The Kentucky Coffee tree of the American Midwest drops its seeds in large pods that resemble giant pea pods. The Kentucky Coffee tree's pods and the seeds themselves are tough. So tough in fact that they always fail to germinate when they are dropped from the trees today. The seeds evolved alongside some means of dispersal that no longer exists today.
Currently, younger trees are only found naturally along water courses where the seeds are dropped into very damp soils and are subjected to bacterial decay that eats away the tough membranes around the seeds. At one time, it was thought that river banks and wetlands were the only habitat for the Kentucky Coffee tree. Yet, the geologic record shows them to have once been very numerous throughout North America even in dry areas. They are found in the geologic record to have grown prolifically far into Canada - but today they are completely absent from Canada and the Upper Midwest.

▸ **Material supplied**
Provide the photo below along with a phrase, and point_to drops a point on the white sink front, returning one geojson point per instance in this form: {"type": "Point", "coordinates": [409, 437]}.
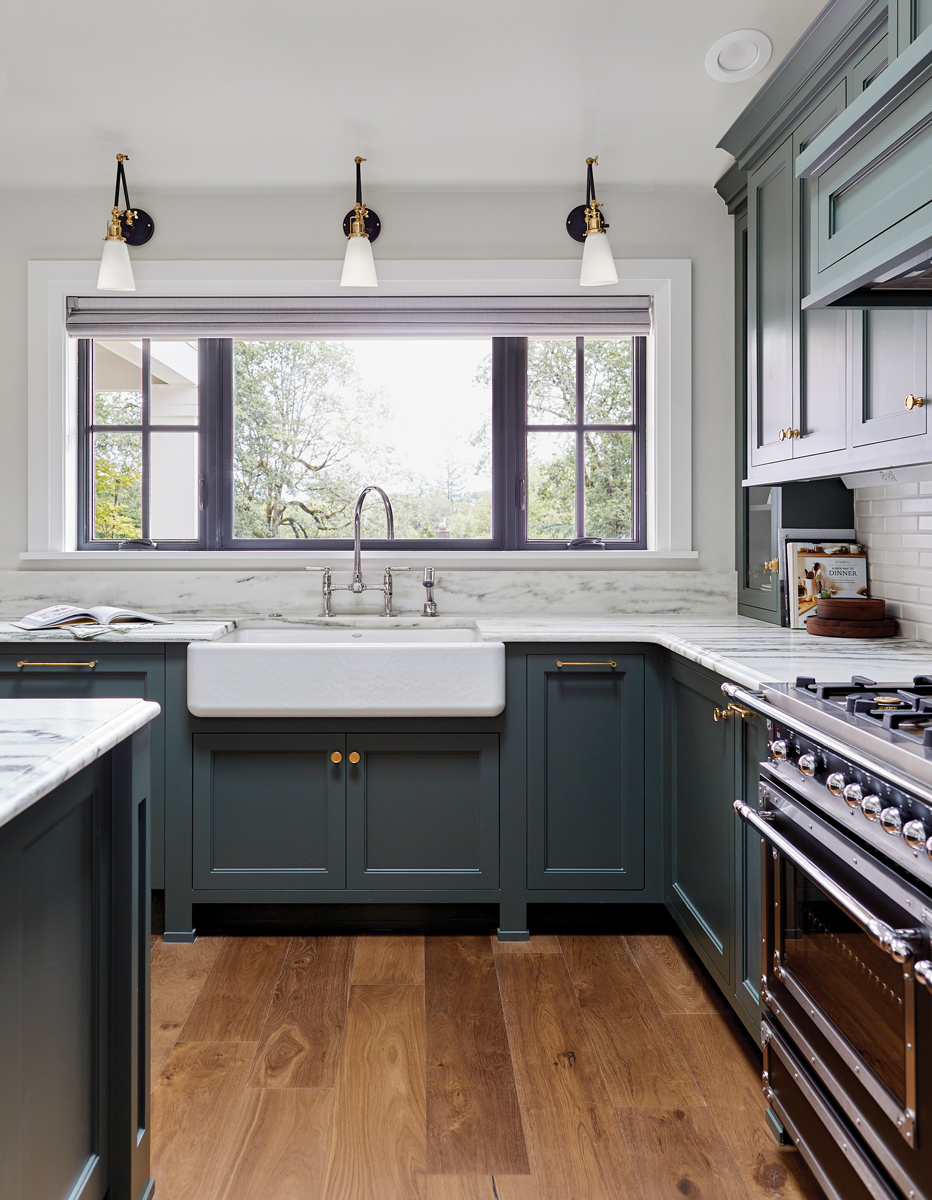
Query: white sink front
{"type": "Point", "coordinates": [308, 671]}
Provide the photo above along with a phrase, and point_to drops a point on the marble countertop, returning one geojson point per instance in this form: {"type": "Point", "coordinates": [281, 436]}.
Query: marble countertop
{"type": "Point", "coordinates": [752, 653]}
{"type": "Point", "coordinates": [44, 742]}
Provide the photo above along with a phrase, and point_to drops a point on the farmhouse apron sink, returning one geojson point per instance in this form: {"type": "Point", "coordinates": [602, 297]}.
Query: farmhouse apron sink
{"type": "Point", "coordinates": [288, 671]}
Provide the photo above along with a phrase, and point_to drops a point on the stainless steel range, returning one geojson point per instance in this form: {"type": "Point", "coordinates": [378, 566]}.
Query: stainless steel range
{"type": "Point", "coordinates": [846, 825]}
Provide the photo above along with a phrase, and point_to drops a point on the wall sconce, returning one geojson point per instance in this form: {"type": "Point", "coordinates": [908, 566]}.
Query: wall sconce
{"type": "Point", "coordinates": [127, 227]}
{"type": "Point", "coordinates": [585, 225]}
{"type": "Point", "coordinates": [361, 227]}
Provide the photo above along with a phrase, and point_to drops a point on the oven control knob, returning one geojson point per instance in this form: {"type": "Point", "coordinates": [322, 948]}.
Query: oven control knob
{"type": "Point", "coordinates": [806, 763]}
{"type": "Point", "coordinates": [891, 821]}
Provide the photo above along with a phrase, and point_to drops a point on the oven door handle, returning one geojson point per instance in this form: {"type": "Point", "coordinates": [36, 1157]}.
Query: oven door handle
{"type": "Point", "coordinates": [891, 940]}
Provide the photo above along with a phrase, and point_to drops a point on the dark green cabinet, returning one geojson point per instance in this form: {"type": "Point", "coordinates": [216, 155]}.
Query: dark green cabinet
{"type": "Point", "coordinates": [43, 670]}
{"type": "Point", "coordinates": [713, 880]}
{"type": "Point", "coordinates": [585, 772]}
{"type": "Point", "coordinates": [422, 810]}
{"type": "Point", "coordinates": [269, 811]}
{"type": "Point", "coordinates": [74, 988]}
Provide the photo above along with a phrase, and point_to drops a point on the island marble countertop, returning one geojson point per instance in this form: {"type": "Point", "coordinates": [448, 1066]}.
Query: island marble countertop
{"type": "Point", "coordinates": [44, 742]}
{"type": "Point", "coordinates": [752, 653]}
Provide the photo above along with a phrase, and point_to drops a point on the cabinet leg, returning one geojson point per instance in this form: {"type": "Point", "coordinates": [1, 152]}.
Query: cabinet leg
{"type": "Point", "coordinates": [512, 918]}
{"type": "Point", "coordinates": [179, 922]}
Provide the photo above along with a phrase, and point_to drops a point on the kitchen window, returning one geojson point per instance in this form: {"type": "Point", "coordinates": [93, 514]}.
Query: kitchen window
{"type": "Point", "coordinates": [259, 443]}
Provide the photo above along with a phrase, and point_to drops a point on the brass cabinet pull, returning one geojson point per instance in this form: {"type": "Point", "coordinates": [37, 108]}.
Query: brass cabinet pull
{"type": "Point", "coordinates": [23, 663]}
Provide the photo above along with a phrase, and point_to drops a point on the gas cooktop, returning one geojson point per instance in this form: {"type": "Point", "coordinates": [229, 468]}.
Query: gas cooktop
{"type": "Point", "coordinates": [890, 721]}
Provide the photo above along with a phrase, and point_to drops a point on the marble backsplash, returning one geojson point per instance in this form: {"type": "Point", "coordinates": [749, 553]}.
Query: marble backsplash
{"type": "Point", "coordinates": [296, 593]}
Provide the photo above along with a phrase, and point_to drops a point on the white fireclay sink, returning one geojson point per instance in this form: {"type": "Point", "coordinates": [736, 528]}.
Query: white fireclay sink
{"type": "Point", "coordinates": [311, 671]}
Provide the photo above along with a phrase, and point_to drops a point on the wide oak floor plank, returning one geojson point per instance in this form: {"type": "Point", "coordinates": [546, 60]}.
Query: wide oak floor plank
{"type": "Point", "coordinates": [537, 943]}
{"type": "Point", "coordinates": [194, 1105]}
{"type": "Point", "coordinates": [573, 1143]}
{"type": "Point", "coordinates": [179, 971]}
{"type": "Point", "coordinates": [641, 1060]}
{"type": "Point", "coordinates": [236, 995]}
{"type": "Point", "coordinates": [728, 1071]}
{"type": "Point", "coordinates": [379, 1131]}
{"type": "Point", "coordinates": [388, 959]}
{"type": "Point", "coordinates": [304, 1030]}
{"type": "Point", "coordinates": [473, 1117]}
{"type": "Point", "coordinates": [679, 1152]}
{"type": "Point", "coordinates": [673, 976]}
{"type": "Point", "coordinates": [277, 1145]}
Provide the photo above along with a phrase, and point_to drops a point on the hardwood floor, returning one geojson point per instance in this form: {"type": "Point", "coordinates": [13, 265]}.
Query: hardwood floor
{"type": "Point", "coordinates": [454, 1068]}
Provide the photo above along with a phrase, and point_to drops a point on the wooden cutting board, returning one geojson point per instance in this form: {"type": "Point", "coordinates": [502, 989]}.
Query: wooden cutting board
{"type": "Point", "coordinates": [857, 609]}
{"type": "Point", "coordinates": [823, 628]}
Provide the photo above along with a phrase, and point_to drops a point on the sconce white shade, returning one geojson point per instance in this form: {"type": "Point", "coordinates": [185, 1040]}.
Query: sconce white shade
{"type": "Point", "coordinates": [359, 267]}
{"type": "Point", "coordinates": [116, 273]}
{"type": "Point", "coordinates": [599, 267]}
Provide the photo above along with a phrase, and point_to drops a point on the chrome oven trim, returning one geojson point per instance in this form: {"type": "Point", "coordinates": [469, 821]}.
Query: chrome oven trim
{"type": "Point", "coordinates": [836, 1131]}
{"type": "Point", "coordinates": [902, 1116]}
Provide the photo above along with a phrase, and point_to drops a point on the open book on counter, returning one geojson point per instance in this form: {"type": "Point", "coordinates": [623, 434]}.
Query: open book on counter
{"type": "Point", "coordinates": [68, 615]}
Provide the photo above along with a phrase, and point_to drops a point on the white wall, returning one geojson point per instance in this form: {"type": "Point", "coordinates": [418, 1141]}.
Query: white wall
{"type": "Point", "coordinates": [653, 223]}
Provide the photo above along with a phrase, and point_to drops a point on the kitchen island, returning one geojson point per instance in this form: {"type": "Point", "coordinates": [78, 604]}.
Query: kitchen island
{"type": "Point", "coordinates": [74, 948]}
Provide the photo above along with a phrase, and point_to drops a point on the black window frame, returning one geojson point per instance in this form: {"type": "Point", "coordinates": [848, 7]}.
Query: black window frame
{"type": "Point", "coordinates": [509, 457]}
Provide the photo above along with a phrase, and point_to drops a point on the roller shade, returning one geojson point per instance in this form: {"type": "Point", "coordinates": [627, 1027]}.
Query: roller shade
{"type": "Point", "coordinates": [356, 316]}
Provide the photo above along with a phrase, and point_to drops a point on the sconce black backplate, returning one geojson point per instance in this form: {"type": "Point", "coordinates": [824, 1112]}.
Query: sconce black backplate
{"type": "Point", "coordinates": [140, 231]}
{"type": "Point", "coordinates": [576, 223]}
{"type": "Point", "coordinates": [373, 226]}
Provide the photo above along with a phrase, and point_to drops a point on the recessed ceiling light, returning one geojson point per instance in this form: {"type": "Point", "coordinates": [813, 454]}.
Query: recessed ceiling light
{"type": "Point", "coordinates": [739, 55]}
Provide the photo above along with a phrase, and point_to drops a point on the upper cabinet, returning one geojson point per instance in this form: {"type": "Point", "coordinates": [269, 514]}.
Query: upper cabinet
{"type": "Point", "coordinates": [834, 373]}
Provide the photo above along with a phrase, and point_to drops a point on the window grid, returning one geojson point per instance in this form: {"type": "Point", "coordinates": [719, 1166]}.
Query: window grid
{"type": "Point", "coordinates": [510, 429]}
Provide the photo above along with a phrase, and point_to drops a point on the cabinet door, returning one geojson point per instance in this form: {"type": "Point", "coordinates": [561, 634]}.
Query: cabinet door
{"type": "Point", "coordinates": [140, 676]}
{"type": "Point", "coordinates": [269, 810]}
{"type": "Point", "coordinates": [701, 754]}
{"type": "Point", "coordinates": [422, 810]}
{"type": "Point", "coordinates": [585, 772]}
{"type": "Point", "coordinates": [770, 315]}
{"type": "Point", "coordinates": [752, 739]}
{"type": "Point", "coordinates": [821, 357]}
{"type": "Point", "coordinates": [889, 363]}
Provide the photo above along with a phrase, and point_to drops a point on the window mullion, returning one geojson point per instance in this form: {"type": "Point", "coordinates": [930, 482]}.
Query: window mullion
{"type": "Point", "coordinates": [146, 414]}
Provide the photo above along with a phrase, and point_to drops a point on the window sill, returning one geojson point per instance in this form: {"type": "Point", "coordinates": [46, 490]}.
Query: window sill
{"type": "Point", "coordinates": [298, 559]}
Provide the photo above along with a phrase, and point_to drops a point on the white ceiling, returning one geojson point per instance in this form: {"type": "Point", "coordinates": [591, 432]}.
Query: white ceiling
{"type": "Point", "coordinates": [245, 94]}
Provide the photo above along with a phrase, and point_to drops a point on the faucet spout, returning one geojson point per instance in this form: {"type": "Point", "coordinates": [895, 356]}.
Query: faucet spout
{"type": "Point", "coordinates": [358, 586]}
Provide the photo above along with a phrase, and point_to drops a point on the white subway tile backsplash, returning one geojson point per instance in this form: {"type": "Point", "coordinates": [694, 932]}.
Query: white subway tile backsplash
{"type": "Point", "coordinates": [895, 525]}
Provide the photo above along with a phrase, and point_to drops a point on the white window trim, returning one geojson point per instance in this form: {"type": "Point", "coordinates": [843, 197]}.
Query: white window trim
{"type": "Point", "coordinates": [52, 519]}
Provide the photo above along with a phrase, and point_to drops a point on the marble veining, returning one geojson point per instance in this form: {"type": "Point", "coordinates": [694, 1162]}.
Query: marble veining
{"type": "Point", "coordinates": [44, 742]}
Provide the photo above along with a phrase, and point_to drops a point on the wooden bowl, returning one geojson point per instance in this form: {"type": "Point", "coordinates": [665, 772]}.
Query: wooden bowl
{"type": "Point", "coordinates": [855, 609]}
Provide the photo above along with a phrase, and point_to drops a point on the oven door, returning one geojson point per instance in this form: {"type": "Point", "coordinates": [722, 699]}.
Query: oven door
{"type": "Point", "coordinates": [842, 933]}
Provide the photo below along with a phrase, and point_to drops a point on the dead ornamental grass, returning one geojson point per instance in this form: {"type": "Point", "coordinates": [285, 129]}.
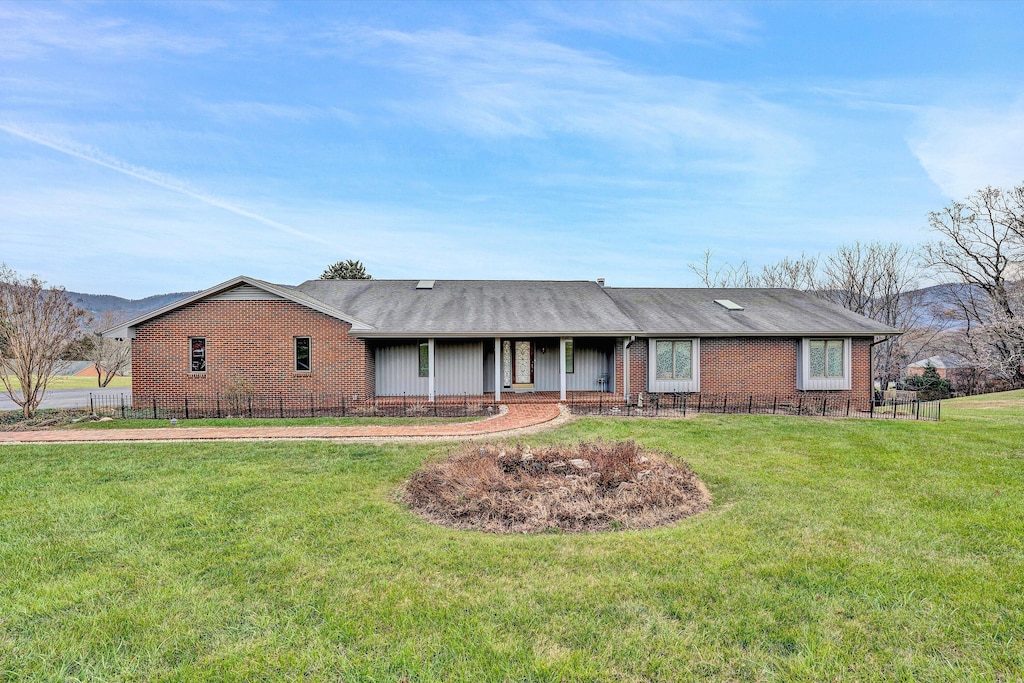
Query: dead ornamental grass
{"type": "Point", "coordinates": [590, 486]}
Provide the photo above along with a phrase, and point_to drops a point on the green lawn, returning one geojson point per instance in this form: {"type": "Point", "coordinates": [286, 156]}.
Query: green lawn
{"type": "Point", "coordinates": [70, 382]}
{"type": "Point", "coordinates": [266, 422]}
{"type": "Point", "coordinates": [836, 550]}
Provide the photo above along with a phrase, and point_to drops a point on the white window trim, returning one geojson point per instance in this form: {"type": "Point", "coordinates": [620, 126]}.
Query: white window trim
{"type": "Point", "coordinates": [655, 385]}
{"type": "Point", "coordinates": [206, 355]}
{"type": "Point", "coordinates": [807, 383]}
{"type": "Point", "coordinates": [295, 354]}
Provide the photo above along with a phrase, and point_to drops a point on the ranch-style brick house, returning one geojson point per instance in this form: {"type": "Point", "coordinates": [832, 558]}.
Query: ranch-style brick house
{"type": "Point", "coordinates": [374, 338]}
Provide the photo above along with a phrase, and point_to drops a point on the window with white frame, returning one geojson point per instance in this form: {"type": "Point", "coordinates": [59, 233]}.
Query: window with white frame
{"type": "Point", "coordinates": [302, 354]}
{"type": "Point", "coordinates": [826, 358]}
{"type": "Point", "coordinates": [424, 359]}
{"type": "Point", "coordinates": [674, 359]}
{"type": "Point", "coordinates": [197, 346]}
{"type": "Point", "coordinates": [824, 364]}
{"type": "Point", "coordinates": [674, 365]}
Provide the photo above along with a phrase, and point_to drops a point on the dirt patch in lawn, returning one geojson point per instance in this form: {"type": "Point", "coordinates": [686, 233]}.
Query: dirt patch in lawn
{"type": "Point", "coordinates": [590, 486]}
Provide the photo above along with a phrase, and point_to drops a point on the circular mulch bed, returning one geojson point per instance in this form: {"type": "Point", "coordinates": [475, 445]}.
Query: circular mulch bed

▸ **Exercises**
**A.** Repeat the Kentucky Coffee tree passage from "Currently, younger trees" up to and including "the Upper Midwest.".
**B.** In the Kentucky Coffee tree passage, where are younger trees currently found growing naturally?
**C.** Write the next part of the Kentucky Coffee tree passage, picking up after its last sentence.
The data plays no part in anything asked here.

▸ **Results for the exercise**
**A.**
Currently, younger trees are only found naturally along water courses where the seeds are dropped into very damp soils and are subjected to bacterial decay that eats away the tough membranes around the seeds. At one time, it was thought that river banks and wetlands were the only habitat for the Kentucky Coffee tree. Yet, the geologic record shows them to have once been very numerous throughout North America even in dry areas. They are found in the geologic record to have grown prolifically far into Canada - but today they are completely absent from Canada and the Upper Midwest.

**B.** Along water courses

**C.**
The reason for this discrepancy was discovered by paleobotanist Connie Barlow, wife of minister and author Michael Dowd. Dowd is the author of "
Thank God for Evolution." He and Connie travel the county visiting churches where they spread the message that science and faith don't have to conflict. Barlow attributes the dispersal of the Kentucky Coffee tree seeds to the now extinct mega-fauna of North America - creatures like the woolly rhinoceros.
As the various Ice Age glaciations came and went, the animals would move back northward with the retreating glaciers, spreading the digested coffee tree seeds as they migrated. These seeds would sprout and the Kentucky Coffee Tree would be reintroduced to biomes that had been covered by ice for millennia. When the woolly rhinos died out, the means by which the coffee trees spread themselves was lost.
The tree only survives today because the seeds can be "digested" in very damp soils like wetlands and along river courses. This is why the Kentucky Coffee tree is no longer found in dryer areas even though it grows quite well in those conditions. It also is not found naturally in any area that was covered by ice during the last glaciation which coincided with the demise of the woolly rhinoceros.